Task requirements:
From the first entry to the last, copy each one exactly.

Items from a data source:
# # # #

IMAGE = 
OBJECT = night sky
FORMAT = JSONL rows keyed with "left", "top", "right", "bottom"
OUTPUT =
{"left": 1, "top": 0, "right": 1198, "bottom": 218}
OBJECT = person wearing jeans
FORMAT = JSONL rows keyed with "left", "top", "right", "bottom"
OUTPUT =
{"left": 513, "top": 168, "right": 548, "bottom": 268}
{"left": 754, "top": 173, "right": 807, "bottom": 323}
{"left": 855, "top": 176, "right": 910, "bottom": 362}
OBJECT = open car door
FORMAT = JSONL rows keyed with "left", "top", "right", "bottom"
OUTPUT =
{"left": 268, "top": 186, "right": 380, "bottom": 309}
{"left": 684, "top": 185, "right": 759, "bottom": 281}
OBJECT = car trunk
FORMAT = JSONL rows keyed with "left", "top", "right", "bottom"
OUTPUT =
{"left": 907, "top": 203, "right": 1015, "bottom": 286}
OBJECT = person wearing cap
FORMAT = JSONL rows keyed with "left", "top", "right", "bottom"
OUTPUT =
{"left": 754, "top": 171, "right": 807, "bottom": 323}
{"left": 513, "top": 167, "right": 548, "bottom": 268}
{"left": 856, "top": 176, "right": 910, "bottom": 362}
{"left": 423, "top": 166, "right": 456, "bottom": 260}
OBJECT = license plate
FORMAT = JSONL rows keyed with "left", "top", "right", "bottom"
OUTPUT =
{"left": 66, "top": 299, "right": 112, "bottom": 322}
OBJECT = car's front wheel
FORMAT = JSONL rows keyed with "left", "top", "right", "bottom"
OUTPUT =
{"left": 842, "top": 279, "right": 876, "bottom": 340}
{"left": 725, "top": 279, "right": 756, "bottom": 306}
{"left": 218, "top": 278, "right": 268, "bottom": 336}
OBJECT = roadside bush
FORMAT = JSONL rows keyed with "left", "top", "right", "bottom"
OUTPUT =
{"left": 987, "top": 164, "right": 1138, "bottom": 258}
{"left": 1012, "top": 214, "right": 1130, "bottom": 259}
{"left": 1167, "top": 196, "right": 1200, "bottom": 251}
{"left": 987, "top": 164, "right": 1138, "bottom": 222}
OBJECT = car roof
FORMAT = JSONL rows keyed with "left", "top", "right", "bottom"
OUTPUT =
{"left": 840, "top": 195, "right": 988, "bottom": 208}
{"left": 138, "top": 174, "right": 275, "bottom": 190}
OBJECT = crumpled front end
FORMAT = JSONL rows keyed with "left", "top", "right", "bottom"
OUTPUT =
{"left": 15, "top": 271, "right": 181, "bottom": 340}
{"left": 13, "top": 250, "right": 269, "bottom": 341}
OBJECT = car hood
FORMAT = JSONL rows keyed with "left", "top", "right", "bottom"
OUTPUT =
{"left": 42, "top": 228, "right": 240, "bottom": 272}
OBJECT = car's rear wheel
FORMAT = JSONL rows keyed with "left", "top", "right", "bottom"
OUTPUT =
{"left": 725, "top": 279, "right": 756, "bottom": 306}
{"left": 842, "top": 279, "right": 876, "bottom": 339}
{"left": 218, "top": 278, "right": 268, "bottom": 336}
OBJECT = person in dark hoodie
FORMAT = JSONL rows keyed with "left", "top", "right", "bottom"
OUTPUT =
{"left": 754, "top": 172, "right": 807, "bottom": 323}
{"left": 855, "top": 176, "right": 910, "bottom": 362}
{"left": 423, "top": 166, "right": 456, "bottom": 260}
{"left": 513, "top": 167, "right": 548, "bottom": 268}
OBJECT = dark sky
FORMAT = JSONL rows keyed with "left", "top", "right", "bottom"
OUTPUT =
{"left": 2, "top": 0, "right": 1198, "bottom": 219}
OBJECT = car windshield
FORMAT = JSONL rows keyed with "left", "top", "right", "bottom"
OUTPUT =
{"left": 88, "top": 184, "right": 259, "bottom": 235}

# # # #

Expected output:
IMAGE = 
OBJECT = night sky
FORMAT = JSONL rows keyed with "left", "top", "right", "bottom"
OUTPUT =
{"left": 1, "top": 0, "right": 1198, "bottom": 218}
OBJECT = person wearing jeans
FORMAT = JSONL rows keyed with "left", "top", "right", "bottom"
OUTPUT =
{"left": 513, "top": 168, "right": 548, "bottom": 268}
{"left": 754, "top": 173, "right": 807, "bottom": 323}
{"left": 855, "top": 176, "right": 910, "bottom": 362}
OBJECT = open car door
FORMAT = JSONL rows keyed with "left", "top", "right", "bottom"
OUTPUT =
{"left": 268, "top": 186, "right": 380, "bottom": 309}
{"left": 684, "top": 185, "right": 759, "bottom": 281}
OBJECT = car trunk
FORMAT = JSONL rows keyed with "left", "top", "right", "bottom"
OUTPUT =
{"left": 907, "top": 203, "right": 1015, "bottom": 286}
OBJECT = person wearing cap
FORMAT = JSONL rows keyed with "left", "top", "right", "bottom"
OUTPUT =
{"left": 754, "top": 171, "right": 807, "bottom": 323}
{"left": 513, "top": 167, "right": 548, "bottom": 268}
{"left": 856, "top": 176, "right": 910, "bottom": 362}
{"left": 423, "top": 166, "right": 456, "bottom": 260}
OBJECT = license plate
FORMAT = JSONL rows keyed with "left", "top", "right", "bottom"
OUTPUT =
{"left": 66, "top": 299, "right": 112, "bottom": 322}
OBJECT = car's front wheel
FORMAT = JSONL rows keyed with "left", "top", "right", "bottom"
OUTPUT =
{"left": 842, "top": 279, "right": 876, "bottom": 340}
{"left": 725, "top": 279, "right": 756, "bottom": 306}
{"left": 218, "top": 278, "right": 268, "bottom": 336}
OBJECT = roadside bush
FORMAT = JSONL rows keyed with "left", "top", "right", "bottom"
OUTPUT =
{"left": 987, "top": 164, "right": 1138, "bottom": 258}
{"left": 1012, "top": 214, "right": 1130, "bottom": 259}
{"left": 1167, "top": 196, "right": 1200, "bottom": 251}
{"left": 987, "top": 164, "right": 1138, "bottom": 222}
OBJECT = car roof
FORMAT = JSONL rows keyed with "left", "top", "right", "bottom"
OUTPUT =
{"left": 840, "top": 195, "right": 988, "bottom": 208}
{"left": 138, "top": 174, "right": 275, "bottom": 190}
OBJECT = crumpled front end
FORMAT = JSONL rows keyed with "left", "top", "right", "bottom"
OUTPUT =
{"left": 15, "top": 271, "right": 181, "bottom": 340}
{"left": 13, "top": 250, "right": 269, "bottom": 341}
OBJECT = car hood
FORMAT = JSONL rows keyed with "left", "top", "right", "bottom"
OUTPUT =
{"left": 42, "top": 228, "right": 240, "bottom": 272}
OBJECT = car's rear wheel
FORMAT = JSONL rows keyed with "left", "top", "right", "bottom"
OUTPUT =
{"left": 725, "top": 279, "right": 756, "bottom": 306}
{"left": 842, "top": 279, "right": 876, "bottom": 339}
{"left": 218, "top": 278, "right": 268, "bottom": 336}
OBJECT = person in dark hoodie
FORMAT = JSONL rows keyed with "left", "top", "right", "bottom"
OUTPUT =
{"left": 754, "top": 172, "right": 807, "bottom": 323}
{"left": 855, "top": 176, "right": 910, "bottom": 362}
{"left": 423, "top": 166, "right": 456, "bottom": 260}
{"left": 513, "top": 167, "right": 548, "bottom": 268}
OBJECT = dark sky
FORMAT = JSONL rows keyed with "left", "top", "right", "bottom"
OUTPUT =
{"left": 2, "top": 0, "right": 1198, "bottom": 219}
OBJECT = car windshield
FORMAT = JSONL rows keyed with "left", "top", "right", "bottom"
OUTPUT =
{"left": 88, "top": 184, "right": 259, "bottom": 235}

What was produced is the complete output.